■ Supplied text:
** BEGIN **

The Federal Reserve’s visual depicting the current framework is available here.

II. A Return to Post-Dodd-Frank Act Principles of Oversight and Supervision (or More)?

Vice Chair for Supervision Barr’s cover letter, the Federal Reserve’s report, and the other agencies’ reports forecast expected adjustments to the regulatory framework to align it more closely with the fundamental risk management principles codified in the Dodd-Frank Act, to the extent not limited by or inconsistent with legislative changes made under EGRRCPA. The expected response echoes statements made by Vice Chair for Supervision Barr and other federal banking agency leaders in speeches and other settings, including Congressional testimony, some of which pre-date the most recent bank failures and disruptions in the markets and broader economy. The federal bank regulatory agencies under the Biden administration have signaled for some time their desire to re-align Dodd-Frank Act risk management principles of oversight and supervision—at least to the extent not limited by changes made under EGRRCPA—and the agencies’ reports reaffirm that. Large banks (i.e., banks with total assets of $100 billion or more) should expect an acceleration in the number and scope of proposals that modify the regulatory framework, including proposals that push down certain elements currently applicable only to U.S. G-SIBs.

Vice Chair for Supervision Barr’s cover letter to the Federal Reserve’s report highlights expected regulatory initiatives that are clearly put forth and of likely immediacy for institutions with $100 billion or more in total consolidated assets: capital, liquidity, resolvability, and stress testing. It will be important that any proposals not simply be reflexive but, instead, be thoughtfully designed, provide clarity, assess the costs and benefits, and minimize potential downside to the broader economy.

** END **

■ Data provided:
** BEGIN **

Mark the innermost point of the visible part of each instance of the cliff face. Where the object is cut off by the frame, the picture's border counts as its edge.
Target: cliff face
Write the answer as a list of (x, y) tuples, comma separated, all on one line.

** END **

■ List of tasks:
[a] Answer these questions from the bank supervision text, one per line:
(i) What amount of total assets makes a bank a "large bank"?
(ii) Which four regulatory initiatives does the cover letter highlight?
(iii) Under which administration have the federal bank regulatory agencies signaled their desire to re-align Dodd-Frank Act principles?
[b] Copy from the bank supervision text the passage starting at "Vice Chair for Supervision Barr’s cover letter to" and ending at "the broader economy.".
[c] Write what comes next in the bank supervision text, picking up after its final sentence.
The data above is separate from the bank supervision text.

■ Answers for the exercise:
[a]
(i) $100 billion or more
(ii) Capital, liquidity, resolvability, and stress testing
(iii) The Biden administration

[b]
Vice Chair for Supervision Barr’s cover letter to the Federal Reserve’s report highlights expected regulatory initiatives that are clearly put forth and of likely immediacy for institutions with $100 billion or more in total consolidated assets: capital, liquidity, resolvability, and stress testing. It will be important that any proposals not simply be reflexive but, instead, be thoughtfully designed, provide clarity, assess the costs and benefits, and minimize potential downside to the broader economy.

[c]
  • Capital. Vice Chair for Supervision Barr states in his cover letter to the report “this experience has emphasized why strong bank capital matters,” highlights the need “to bolster resiliency” and confirms the Federal Reserve is “going to evaluate how to improve [its] capital requirements in light of lessons learned from SVB.” He then adds that “[s]ome steps already in progress include the holistic review of our capital framework [and] implementation of the Basel III endgame rules.” These echo prior statements and remarks for the need to strengthen capital requirements by Barr, including as far back as his nomination hearing before the Senate Banking Committee, as well as similar statements made by Acting Comptroller Hsu and FDIC Chairman Gruenberg in different contexts. As Barr has previously noted, large institutions should expect those enhanced regulatory capital requirements to align with the final set of Basel III standards aimed at “further strengthen[ing] capital rules by reducing reliance on internal bank models and better reflect risks from a bank’s trading book and operational risks”[1] and any proposal should be expected to follow shortly. Barr’s cover letter also suggests the Federal Reserve “should require a broader set of firms to take into account unrealized gains or losses on available-for-sale securities, so that a firm’s capital requirements are better aligned with its financial positions and risk.” As with prior rulemakings, any proposal, if and when finalized, would be implemented with appropriate phase-in periods and likely would take “several years” to take effect, as noted by Barr himself.
  • Liquidity. Vice Chair for Supervision Barr’s cover letter indicates the Federal Reserve is “also going to evaluate how [the Federal Reserve] supervise[s] and regulate[s] liquidity risk, starting with the risks of uninsured deposits,” adding that “liquidity requirements and models should better capture the liquidity risk of a firm’s uninsured deposit base” and the Federal Reserve “should re-evaluate the stability of uninsured deposits and the treatment of held to maturity securities in … standardized liquidity rules and in a firm’s internal liquidity stress tests.” He then adds the Federal Reserve “should … consider applying standardized liquidity requirements to a broader set of firms.” He concludes that “[a]ny adjustments to [the] liquidity rules would … have appropriate transition rules, and thus would not be effective for several years.”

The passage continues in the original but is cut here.